What you need to do
The word "segment" marks the lines to find; copy every such line from the data below.

• • • • • • •

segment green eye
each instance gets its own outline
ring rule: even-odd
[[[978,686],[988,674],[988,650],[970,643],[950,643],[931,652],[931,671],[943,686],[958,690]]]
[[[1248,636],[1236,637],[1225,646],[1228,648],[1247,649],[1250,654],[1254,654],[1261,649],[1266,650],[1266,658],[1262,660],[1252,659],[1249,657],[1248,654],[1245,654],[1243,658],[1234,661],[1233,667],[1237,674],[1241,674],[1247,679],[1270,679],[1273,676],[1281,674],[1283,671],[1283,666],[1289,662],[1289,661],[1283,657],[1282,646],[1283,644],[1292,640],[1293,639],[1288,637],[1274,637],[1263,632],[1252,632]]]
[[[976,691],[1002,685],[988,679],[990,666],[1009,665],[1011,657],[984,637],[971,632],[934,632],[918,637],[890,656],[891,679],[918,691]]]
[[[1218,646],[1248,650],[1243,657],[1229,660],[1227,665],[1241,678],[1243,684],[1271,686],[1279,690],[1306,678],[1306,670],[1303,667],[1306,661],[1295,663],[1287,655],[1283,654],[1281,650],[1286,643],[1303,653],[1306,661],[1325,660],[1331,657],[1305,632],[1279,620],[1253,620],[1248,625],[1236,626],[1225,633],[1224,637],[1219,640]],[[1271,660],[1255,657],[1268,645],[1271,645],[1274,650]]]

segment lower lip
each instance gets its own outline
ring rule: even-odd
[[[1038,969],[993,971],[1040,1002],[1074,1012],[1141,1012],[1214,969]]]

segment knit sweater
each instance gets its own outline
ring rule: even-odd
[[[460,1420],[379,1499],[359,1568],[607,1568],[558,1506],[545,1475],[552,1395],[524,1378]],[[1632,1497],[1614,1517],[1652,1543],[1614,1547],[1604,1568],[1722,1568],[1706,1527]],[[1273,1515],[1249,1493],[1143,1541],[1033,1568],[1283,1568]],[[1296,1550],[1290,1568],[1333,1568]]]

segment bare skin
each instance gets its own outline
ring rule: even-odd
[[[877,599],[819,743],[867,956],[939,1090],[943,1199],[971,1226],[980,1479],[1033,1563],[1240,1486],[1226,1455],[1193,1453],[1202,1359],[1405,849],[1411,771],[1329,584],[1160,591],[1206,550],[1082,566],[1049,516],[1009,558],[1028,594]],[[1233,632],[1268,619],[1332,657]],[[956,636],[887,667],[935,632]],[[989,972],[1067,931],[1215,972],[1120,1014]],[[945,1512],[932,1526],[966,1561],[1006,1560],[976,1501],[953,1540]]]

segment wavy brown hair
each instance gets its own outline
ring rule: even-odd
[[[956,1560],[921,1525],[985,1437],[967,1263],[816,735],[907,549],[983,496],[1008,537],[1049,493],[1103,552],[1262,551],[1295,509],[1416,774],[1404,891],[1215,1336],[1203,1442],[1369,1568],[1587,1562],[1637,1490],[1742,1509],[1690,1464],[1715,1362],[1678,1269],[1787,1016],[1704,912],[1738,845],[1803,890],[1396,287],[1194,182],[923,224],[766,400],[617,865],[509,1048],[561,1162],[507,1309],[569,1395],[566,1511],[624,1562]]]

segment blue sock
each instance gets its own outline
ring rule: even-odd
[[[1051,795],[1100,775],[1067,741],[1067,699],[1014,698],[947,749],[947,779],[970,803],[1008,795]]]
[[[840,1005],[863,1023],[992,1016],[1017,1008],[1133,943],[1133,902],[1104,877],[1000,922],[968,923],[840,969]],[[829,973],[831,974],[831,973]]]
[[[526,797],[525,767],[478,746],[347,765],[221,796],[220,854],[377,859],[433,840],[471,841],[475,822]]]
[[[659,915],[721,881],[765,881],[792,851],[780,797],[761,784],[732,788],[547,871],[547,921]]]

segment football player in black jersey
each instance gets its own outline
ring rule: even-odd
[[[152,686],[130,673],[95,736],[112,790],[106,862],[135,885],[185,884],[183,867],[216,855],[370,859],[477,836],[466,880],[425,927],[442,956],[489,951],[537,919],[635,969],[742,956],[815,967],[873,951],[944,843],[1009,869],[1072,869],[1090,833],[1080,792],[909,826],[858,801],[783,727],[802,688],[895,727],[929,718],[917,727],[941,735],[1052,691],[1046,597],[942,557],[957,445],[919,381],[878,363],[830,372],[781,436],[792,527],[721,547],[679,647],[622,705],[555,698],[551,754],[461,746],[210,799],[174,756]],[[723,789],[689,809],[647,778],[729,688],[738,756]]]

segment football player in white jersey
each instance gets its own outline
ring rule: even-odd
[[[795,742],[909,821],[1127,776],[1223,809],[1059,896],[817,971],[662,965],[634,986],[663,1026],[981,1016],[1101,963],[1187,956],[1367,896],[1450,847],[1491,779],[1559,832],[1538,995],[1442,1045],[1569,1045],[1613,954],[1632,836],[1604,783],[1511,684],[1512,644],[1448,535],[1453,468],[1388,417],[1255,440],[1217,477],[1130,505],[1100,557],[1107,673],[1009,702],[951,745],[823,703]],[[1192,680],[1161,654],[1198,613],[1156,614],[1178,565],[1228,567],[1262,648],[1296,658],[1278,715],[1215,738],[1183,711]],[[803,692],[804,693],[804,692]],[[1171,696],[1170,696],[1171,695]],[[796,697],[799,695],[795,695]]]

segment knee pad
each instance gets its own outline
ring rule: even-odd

• • • • • • •

Exercise output
segment green eye
segment lower lip
segment knit sweater
segment bare skin
segment wavy brown hair
segment blue sock
segment football player in black jersey
segment football player in white jersey
segment knee pad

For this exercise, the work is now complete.